What is required:
Leave the pictures out, and repeat exactly each line from the one that holds "Study the picture above. For each instance of the cab" through the final line of the entries below.

Data for the task:
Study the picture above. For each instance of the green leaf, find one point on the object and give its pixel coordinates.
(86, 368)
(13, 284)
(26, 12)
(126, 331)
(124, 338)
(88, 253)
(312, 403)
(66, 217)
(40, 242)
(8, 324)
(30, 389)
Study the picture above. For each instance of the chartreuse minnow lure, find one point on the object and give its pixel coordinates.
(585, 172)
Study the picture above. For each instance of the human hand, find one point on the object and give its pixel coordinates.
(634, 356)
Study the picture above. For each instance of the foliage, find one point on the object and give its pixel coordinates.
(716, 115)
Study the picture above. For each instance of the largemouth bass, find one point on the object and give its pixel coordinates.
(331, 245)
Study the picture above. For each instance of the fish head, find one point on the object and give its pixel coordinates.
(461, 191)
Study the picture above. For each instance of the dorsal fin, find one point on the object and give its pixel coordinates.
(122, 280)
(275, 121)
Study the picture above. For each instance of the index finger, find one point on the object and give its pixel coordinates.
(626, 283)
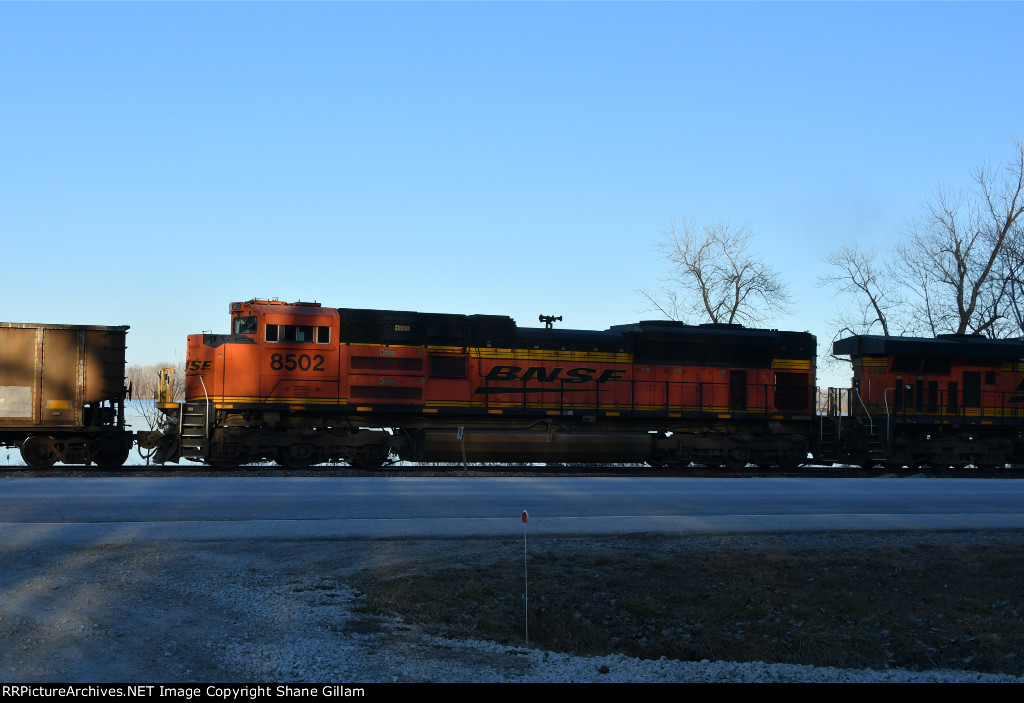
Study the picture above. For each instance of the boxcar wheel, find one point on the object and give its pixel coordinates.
(112, 452)
(39, 452)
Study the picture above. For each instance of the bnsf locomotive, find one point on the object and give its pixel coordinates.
(300, 384)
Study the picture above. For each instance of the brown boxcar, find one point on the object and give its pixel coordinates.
(302, 384)
(62, 393)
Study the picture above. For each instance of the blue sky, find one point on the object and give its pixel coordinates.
(159, 161)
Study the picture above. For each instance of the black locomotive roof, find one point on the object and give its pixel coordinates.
(654, 341)
(944, 345)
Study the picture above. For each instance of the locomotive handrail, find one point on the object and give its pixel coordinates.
(206, 410)
(870, 421)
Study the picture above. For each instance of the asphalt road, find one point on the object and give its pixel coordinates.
(242, 508)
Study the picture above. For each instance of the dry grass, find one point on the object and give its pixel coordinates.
(953, 601)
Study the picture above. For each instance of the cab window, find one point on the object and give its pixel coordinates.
(245, 325)
(298, 334)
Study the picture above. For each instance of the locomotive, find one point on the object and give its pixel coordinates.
(950, 401)
(300, 384)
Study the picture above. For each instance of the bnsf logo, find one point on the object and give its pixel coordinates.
(544, 375)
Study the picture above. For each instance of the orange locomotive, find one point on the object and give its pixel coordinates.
(953, 400)
(301, 384)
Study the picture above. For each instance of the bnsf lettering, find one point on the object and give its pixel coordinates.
(302, 362)
(543, 375)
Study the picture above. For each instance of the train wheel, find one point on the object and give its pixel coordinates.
(112, 452)
(39, 452)
(223, 464)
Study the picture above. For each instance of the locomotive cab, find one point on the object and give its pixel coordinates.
(946, 401)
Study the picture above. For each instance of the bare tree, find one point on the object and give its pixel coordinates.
(957, 269)
(960, 257)
(144, 384)
(715, 277)
(857, 273)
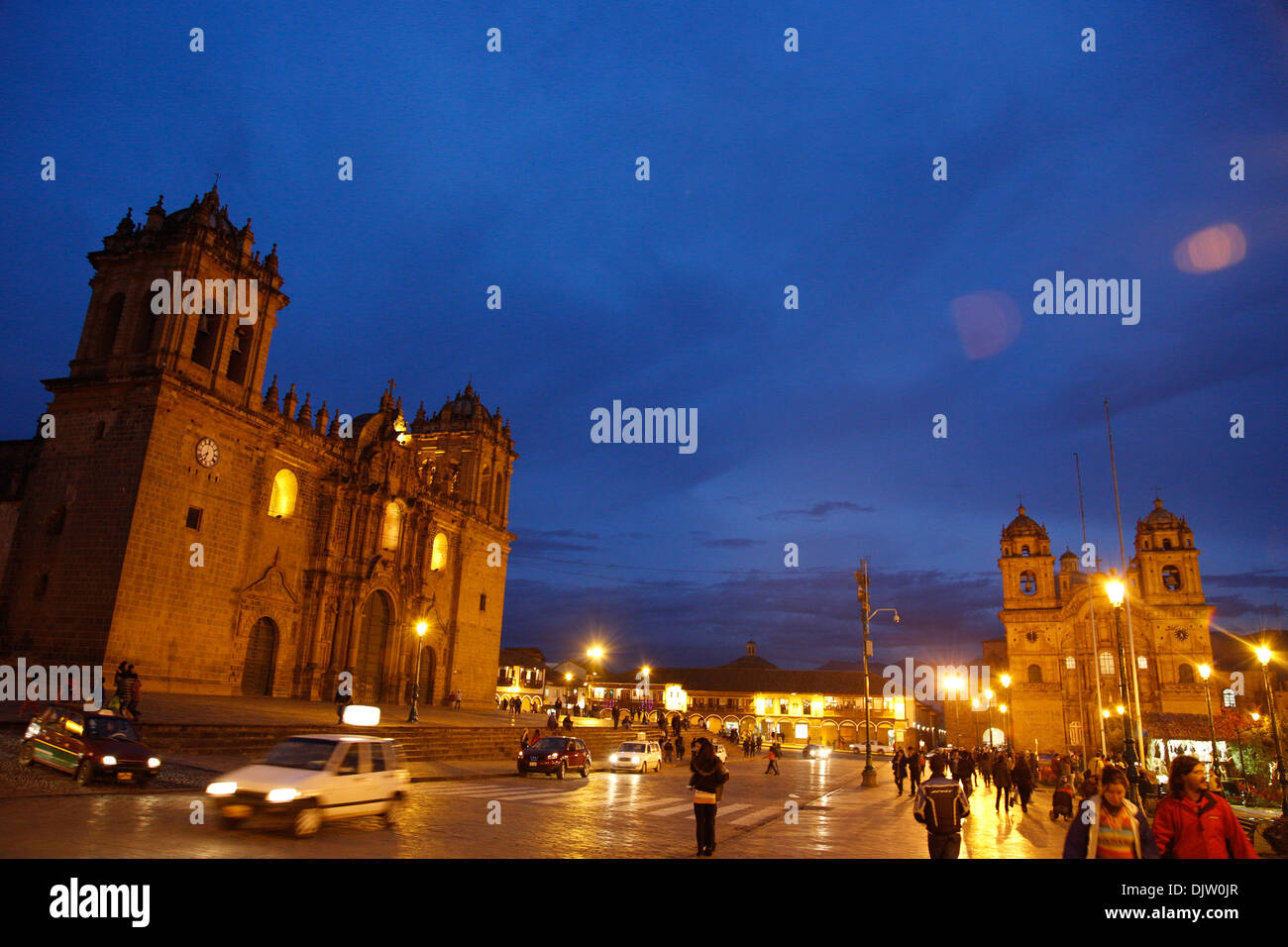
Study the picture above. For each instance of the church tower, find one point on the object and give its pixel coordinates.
(1026, 565)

Exercise solution:
Study the picture above. For each instance of the cab window, find one point on the object and give its pixel coordinates.
(245, 325)
(298, 334)
Study the picture above. For each instance of the locomotive, find one point on the object and give its pixel coordinates.
(950, 401)
(300, 384)
Study the picture above. For each instance of the bnsf logo, find one point on the object and give its pixel coordinates.
(544, 375)
Study the picture above. For each instance of the orange locomotive, find one point on the object and give its pixel coordinates.
(953, 400)
(301, 384)
Study the picture above. For each instance of the bnsf lettering, find one point on the object and give its pixel coordinates.
(302, 362)
(543, 375)
Study the picture above. For each instance of the train wheel, find one point on the object and give its pixel coordinates.
(112, 452)
(39, 452)
(223, 464)
Study the picture above. For each instance of the locomotive cab, find one point on the object and give its pixel coordinates.
(946, 401)
Study the picture above. For each instance of the bare tree, find one point on the object and give its pixel coordinates.
(957, 269)
(960, 257)
(144, 384)
(715, 277)
(857, 273)
Study the picture above. For each instance of the church tower, find one point on the object and give its pixel coordinates.
(1026, 565)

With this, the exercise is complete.